### [TEXTE SOURCE]
Chroniques

Netanyahou a oublié l’histoire juive, mais pas nous

AU PIED DU MUR

Le gouvernement de Benjamin Netanyahou vient de le décider: des milliers de demandeurs d’asile venant essentiellement d’Erythrée et du Soudan vont être expulsés… au Rwanda. En dépit des conventions internationales que l’Etat d’Israël a ratifiées, leurs requêtes n’ont même pas été entendues. Car pour le gouvernement de l’Etat hébreu, ils ne sont pas des réfugiés qui fuient les guerres, les massacres ou la faim, mais des «infiltrés» – l’équivalent local de «clandestins».

### [ÉNONCÉ]
Rédigez la suite de la chronique sur l'expulsion des demandeurs d'asile par le gouvernement israélien en commençant après sa dernière phrase.

### [DONNÉES FOURNIES]
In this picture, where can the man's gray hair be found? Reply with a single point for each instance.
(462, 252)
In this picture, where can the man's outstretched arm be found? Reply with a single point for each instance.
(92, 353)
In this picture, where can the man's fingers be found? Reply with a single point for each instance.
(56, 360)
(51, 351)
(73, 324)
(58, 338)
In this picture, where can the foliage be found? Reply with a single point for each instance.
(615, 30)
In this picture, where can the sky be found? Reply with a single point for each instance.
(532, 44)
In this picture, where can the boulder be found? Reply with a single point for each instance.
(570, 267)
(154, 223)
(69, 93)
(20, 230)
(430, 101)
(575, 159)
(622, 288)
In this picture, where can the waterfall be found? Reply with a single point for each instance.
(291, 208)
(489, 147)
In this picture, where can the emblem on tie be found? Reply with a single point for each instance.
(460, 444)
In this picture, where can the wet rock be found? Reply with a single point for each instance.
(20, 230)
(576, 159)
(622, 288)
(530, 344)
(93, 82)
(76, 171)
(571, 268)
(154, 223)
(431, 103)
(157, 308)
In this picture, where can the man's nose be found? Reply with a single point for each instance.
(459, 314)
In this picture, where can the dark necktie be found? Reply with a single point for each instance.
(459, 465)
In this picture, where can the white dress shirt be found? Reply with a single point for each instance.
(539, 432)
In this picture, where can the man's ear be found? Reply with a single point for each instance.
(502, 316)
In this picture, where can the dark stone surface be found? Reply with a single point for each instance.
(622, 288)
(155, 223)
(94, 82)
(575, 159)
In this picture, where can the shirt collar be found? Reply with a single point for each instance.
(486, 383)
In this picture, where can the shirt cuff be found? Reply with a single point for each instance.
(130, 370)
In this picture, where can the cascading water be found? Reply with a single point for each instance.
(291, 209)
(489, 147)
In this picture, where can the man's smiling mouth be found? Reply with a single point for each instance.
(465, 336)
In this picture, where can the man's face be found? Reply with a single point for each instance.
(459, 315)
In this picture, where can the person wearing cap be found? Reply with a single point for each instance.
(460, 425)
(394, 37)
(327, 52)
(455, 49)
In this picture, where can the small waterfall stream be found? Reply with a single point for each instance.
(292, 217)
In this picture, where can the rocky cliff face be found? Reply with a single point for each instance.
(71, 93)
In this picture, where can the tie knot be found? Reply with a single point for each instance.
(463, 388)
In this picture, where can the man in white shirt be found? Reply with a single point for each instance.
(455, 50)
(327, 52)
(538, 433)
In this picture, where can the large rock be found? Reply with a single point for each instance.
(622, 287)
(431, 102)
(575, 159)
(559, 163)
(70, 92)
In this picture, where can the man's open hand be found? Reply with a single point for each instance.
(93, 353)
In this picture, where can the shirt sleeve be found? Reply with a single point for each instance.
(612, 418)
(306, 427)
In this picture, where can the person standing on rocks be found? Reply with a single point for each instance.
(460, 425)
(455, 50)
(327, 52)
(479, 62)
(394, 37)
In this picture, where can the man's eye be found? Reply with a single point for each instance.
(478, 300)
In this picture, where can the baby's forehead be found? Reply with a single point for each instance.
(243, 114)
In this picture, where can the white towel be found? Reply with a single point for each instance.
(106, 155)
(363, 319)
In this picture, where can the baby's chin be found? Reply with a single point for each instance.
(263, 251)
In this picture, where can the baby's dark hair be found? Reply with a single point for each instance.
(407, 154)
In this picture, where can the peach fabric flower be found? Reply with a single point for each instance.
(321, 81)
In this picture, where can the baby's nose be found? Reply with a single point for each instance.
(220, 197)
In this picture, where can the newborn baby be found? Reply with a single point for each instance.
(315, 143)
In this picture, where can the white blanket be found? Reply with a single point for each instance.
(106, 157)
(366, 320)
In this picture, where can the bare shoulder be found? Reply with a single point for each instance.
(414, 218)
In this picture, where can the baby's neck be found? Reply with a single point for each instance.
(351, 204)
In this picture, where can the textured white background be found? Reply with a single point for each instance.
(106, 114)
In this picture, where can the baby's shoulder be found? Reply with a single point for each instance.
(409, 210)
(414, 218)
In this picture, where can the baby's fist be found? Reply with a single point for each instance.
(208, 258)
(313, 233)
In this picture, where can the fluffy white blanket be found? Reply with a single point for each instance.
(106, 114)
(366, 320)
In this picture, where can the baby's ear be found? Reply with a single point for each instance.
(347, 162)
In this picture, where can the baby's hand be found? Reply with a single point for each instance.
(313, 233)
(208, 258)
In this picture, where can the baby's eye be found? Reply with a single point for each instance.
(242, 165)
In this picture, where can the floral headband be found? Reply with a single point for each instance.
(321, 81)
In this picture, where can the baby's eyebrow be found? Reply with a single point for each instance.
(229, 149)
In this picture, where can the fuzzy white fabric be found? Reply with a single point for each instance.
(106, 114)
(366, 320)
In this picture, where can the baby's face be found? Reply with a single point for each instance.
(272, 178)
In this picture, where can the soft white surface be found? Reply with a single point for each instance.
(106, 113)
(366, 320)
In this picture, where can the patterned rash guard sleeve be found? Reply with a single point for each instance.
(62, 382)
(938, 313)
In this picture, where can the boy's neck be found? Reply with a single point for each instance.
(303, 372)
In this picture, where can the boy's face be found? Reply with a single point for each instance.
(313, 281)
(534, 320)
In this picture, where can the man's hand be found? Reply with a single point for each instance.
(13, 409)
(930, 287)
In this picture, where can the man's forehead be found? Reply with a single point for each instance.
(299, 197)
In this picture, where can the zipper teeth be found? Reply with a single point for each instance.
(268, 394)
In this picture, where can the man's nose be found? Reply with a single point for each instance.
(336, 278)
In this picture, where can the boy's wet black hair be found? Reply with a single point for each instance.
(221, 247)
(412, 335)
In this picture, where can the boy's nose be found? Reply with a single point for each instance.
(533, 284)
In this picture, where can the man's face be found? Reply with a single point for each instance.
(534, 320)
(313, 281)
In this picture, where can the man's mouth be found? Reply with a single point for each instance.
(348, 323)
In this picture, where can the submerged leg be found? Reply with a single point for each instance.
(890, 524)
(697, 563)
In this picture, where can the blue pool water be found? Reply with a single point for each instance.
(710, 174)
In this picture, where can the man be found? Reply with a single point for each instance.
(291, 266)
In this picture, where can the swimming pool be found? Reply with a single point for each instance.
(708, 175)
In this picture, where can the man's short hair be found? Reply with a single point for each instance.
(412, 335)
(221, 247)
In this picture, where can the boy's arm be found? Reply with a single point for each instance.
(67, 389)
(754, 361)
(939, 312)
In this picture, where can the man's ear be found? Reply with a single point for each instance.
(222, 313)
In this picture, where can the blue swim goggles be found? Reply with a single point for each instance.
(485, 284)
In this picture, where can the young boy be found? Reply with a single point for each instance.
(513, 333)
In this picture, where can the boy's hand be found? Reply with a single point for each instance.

### [CORRIGÉ]
Le Rwanda nie avoir accepté de recevoir ces requérants, mais les autorités israéliennes expliquent, dans un document distribué aux expulsables, que le Rwanda est le paradis sur terre: un pays accueillant et en pleine expansion économique. Elles promettent plus 3500 dollars aux volontaires, remis une fois à l’aéroport de Tel Aviv. Qui a dit qu’on n’était pas généreux dans le pays de l’OCDE où le fossé entre riches et pauvres est le plus grand?

Avec le cynisme qui les caractérise, Netanyahou et son équipe nomment cette vaste opération d’épuration ethnique – car seuls les «infiltrés» noirs sont concernés – «expulsion volontaire»… puisque ceux-ci ont le «choix» de prendre l’avion ou de rester indéfiniment parqués dans le camp de rétention de Holot, dans le désert du ­Néguev.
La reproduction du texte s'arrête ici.